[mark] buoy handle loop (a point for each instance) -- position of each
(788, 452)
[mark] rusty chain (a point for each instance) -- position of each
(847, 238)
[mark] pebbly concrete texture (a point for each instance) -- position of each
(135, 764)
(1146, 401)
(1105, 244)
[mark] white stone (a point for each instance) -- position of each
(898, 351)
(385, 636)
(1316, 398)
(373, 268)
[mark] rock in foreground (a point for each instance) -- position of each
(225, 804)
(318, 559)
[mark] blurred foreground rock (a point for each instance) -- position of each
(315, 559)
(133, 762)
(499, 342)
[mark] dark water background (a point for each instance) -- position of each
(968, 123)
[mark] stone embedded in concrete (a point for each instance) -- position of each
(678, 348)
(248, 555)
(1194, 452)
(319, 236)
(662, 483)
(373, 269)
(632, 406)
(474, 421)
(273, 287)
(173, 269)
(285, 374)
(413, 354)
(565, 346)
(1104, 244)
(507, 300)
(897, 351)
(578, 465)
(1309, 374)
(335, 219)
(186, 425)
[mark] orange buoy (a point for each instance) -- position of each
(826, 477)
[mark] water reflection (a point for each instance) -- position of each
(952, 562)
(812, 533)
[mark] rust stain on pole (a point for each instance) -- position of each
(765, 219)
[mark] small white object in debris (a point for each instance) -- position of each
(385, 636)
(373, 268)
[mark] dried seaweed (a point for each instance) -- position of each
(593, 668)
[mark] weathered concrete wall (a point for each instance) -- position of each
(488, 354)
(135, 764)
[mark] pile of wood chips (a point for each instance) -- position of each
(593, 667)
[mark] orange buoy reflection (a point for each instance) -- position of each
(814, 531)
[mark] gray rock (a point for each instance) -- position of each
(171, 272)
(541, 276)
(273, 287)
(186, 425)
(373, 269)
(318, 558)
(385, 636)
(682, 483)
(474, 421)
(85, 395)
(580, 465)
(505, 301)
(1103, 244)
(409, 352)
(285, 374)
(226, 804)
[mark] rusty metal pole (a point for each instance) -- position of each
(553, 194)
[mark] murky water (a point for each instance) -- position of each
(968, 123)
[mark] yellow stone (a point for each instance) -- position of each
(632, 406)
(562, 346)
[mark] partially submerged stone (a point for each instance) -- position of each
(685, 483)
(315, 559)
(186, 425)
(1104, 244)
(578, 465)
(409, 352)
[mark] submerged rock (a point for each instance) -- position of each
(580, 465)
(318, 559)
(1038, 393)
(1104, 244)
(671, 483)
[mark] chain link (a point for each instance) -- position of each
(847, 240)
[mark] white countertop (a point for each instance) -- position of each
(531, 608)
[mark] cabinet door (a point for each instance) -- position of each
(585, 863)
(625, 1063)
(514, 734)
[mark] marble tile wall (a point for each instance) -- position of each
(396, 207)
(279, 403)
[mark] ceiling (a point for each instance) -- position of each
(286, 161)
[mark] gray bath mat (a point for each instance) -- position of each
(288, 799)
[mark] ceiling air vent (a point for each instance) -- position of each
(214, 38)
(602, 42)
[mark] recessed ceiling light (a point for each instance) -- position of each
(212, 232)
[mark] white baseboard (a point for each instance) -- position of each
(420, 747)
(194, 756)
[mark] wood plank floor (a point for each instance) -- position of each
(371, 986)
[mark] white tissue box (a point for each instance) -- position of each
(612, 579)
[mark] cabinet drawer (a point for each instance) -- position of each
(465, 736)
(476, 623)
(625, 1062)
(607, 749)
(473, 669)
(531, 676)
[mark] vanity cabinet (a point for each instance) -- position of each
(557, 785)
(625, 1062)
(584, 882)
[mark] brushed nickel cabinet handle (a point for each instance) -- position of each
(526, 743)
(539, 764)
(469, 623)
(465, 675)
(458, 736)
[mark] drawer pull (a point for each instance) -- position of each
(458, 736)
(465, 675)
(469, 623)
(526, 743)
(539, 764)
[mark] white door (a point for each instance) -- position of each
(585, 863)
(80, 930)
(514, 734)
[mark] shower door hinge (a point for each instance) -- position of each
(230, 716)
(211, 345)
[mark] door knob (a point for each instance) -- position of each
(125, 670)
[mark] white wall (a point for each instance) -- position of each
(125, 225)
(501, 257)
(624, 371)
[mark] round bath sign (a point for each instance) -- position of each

◇ ◇ ◇ ◇ ◇ ◇ ◇

Exercise brief: Repeat only the stretch of lines that begins at the line containing "[mark] white countertop" and ends at the last line above, both included.

Result below:
[mark] white countertop (a point for each instance) -- position of each
(531, 608)
[mark] cabinet door (a point for each instance) -- position of each
(585, 863)
(625, 1063)
(514, 734)
[mark] marble tile wall (a point for each instance) -- position of each
(396, 207)
(279, 403)
[mark] ceiling (a point for each instance) -- position of each
(286, 161)
[mark] gray bath mat (a point for each instance) -- position of each
(288, 799)
[mark] ceiling air vent (a point for each instance) -- position of each
(214, 38)
(602, 42)
[mark] recessed ceiling light (a point for each instance) -- position of each
(212, 232)
[mark] white baseboard (a point for each instance) -- position of each
(420, 747)
(194, 756)
[mark] wood plank floor (a point for each instance) -- position of each
(371, 986)
[mark] white tissue box (a point for each instance) -- position of each
(612, 579)
[mark] cabinet drawer (a point for each instance) -- position of each
(465, 736)
(476, 623)
(625, 1062)
(607, 749)
(473, 669)
(531, 676)
[mark] vanity cabinet (a point for each instance) -- position of each
(557, 785)
(625, 1062)
(584, 882)
[mark] brushed nickel cabinet handle (a point for each instance) -- position of each
(526, 743)
(539, 764)
(469, 623)
(465, 675)
(458, 736)
[mark] drawer pull (a point for each instance) -- position of each
(458, 736)
(465, 675)
(469, 623)
(526, 743)
(539, 764)
[mark] white door (a point for each instance) -- position of each
(585, 863)
(80, 930)
(514, 734)
[mark] shower door hinge (a point for each instance) -- position of each
(230, 716)
(211, 345)
[mark] door knob (a point for each instance) -- position of each
(125, 670)
[mark] white wall (a point for each instance) -- position of each
(125, 225)
(501, 257)
(624, 371)
[mark] round bath sign (a point for each instance) -- position of each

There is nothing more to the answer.